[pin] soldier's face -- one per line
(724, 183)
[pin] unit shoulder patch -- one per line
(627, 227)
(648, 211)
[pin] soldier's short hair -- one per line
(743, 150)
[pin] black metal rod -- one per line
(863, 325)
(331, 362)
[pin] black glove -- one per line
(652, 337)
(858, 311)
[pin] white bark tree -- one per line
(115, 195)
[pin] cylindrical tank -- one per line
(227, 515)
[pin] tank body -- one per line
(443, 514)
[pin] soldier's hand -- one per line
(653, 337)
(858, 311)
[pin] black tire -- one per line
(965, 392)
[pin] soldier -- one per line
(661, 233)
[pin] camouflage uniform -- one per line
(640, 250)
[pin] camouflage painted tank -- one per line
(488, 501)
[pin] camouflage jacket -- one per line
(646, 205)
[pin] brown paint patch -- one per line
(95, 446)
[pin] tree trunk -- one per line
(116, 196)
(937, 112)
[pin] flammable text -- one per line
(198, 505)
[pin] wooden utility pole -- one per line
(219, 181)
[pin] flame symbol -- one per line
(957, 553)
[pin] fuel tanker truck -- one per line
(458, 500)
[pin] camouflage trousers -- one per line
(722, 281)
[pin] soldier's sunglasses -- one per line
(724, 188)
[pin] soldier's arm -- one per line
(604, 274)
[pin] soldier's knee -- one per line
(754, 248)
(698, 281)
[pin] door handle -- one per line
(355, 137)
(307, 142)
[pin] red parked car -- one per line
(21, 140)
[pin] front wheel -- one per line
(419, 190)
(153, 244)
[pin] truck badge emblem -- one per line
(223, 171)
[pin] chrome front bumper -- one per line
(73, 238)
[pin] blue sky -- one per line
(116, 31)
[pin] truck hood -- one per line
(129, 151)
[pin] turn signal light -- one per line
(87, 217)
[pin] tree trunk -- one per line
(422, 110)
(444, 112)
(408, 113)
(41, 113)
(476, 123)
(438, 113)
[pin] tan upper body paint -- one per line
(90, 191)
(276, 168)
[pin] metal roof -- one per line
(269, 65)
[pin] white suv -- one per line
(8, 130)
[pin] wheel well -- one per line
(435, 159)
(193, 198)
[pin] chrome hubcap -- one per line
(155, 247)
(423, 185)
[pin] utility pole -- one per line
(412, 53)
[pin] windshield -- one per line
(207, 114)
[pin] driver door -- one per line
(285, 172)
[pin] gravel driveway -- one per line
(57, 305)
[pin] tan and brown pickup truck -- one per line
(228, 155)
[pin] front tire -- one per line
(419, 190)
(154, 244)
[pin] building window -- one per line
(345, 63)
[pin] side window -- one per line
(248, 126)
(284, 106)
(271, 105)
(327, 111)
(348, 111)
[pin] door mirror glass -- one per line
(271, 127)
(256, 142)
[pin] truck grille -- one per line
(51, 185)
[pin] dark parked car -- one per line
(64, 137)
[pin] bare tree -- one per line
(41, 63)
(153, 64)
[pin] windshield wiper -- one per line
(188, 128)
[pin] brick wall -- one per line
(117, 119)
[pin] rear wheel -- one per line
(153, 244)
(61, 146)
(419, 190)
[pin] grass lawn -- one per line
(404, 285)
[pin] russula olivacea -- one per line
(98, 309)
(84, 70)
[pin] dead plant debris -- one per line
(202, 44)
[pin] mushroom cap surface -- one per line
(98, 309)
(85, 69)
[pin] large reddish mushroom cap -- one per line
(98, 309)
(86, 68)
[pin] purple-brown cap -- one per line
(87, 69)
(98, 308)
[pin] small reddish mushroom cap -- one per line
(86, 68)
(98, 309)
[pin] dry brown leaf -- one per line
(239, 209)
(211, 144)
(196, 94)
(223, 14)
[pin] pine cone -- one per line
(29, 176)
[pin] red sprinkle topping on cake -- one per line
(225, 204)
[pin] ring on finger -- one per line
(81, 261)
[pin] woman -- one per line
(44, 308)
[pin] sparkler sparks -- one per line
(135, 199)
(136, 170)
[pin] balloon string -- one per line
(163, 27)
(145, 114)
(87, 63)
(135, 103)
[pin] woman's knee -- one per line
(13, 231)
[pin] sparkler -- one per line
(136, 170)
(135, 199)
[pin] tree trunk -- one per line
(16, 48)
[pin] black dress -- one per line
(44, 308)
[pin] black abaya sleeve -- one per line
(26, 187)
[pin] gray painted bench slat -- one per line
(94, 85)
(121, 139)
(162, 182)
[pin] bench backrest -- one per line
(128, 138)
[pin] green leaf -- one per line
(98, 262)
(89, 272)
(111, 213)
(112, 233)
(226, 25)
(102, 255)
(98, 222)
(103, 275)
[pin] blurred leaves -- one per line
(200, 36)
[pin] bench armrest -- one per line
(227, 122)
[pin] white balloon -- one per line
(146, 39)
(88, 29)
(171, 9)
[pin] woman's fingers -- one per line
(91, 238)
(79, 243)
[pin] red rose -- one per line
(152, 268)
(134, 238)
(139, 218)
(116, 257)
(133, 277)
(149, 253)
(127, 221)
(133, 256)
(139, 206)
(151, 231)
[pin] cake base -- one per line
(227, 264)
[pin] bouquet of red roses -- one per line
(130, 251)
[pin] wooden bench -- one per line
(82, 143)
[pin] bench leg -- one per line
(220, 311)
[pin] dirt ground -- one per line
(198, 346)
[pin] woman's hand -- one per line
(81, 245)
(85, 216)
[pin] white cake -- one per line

DIRECTIONS FOR THIS TASK: Which lines run from the one containing "[pin] woman's knee -- one per line" to the end of the entries above? Quote exactly those, and only those.

RESULT OF THIS TASK:
[pin] woman's knee -- one per line
(13, 231)
[pin] sparkler -- one per line
(136, 170)
(135, 199)
[pin] tree trunk -- one per line
(16, 48)
[pin] black dress -- one per line
(44, 308)
[pin] black abaya sleeve -- one per line
(26, 187)
[pin] gray painted bench slat -- one per line
(94, 85)
(121, 139)
(162, 182)
[pin] bench backrest -- one per line
(128, 138)
[pin] green leaf -- one per line
(98, 262)
(89, 272)
(111, 213)
(112, 233)
(226, 25)
(102, 255)
(98, 222)
(103, 275)
[pin] blurred leaves -- one per line
(200, 36)
[pin] bench armrest -- one per line
(227, 122)
[pin] white balloon -- one per line
(146, 39)
(88, 29)
(171, 9)
[pin] woman's fingers -- one per line
(91, 238)
(79, 243)
[pin] red rose -- one per line
(152, 268)
(134, 238)
(139, 218)
(116, 257)
(133, 277)
(149, 253)
(127, 221)
(133, 256)
(139, 206)
(151, 231)
[pin] cake base -- one per line
(227, 264)
[pin] bouquet of red roses -- one per line
(130, 251)
[pin] wooden bench -- one per line
(82, 143)
[pin] bench leg -- one per line
(220, 311)
[pin] dirt ground -- one per line
(198, 346)
[pin] woman's hand -- one per line
(81, 245)
(85, 216)
[pin] white cake -- one per line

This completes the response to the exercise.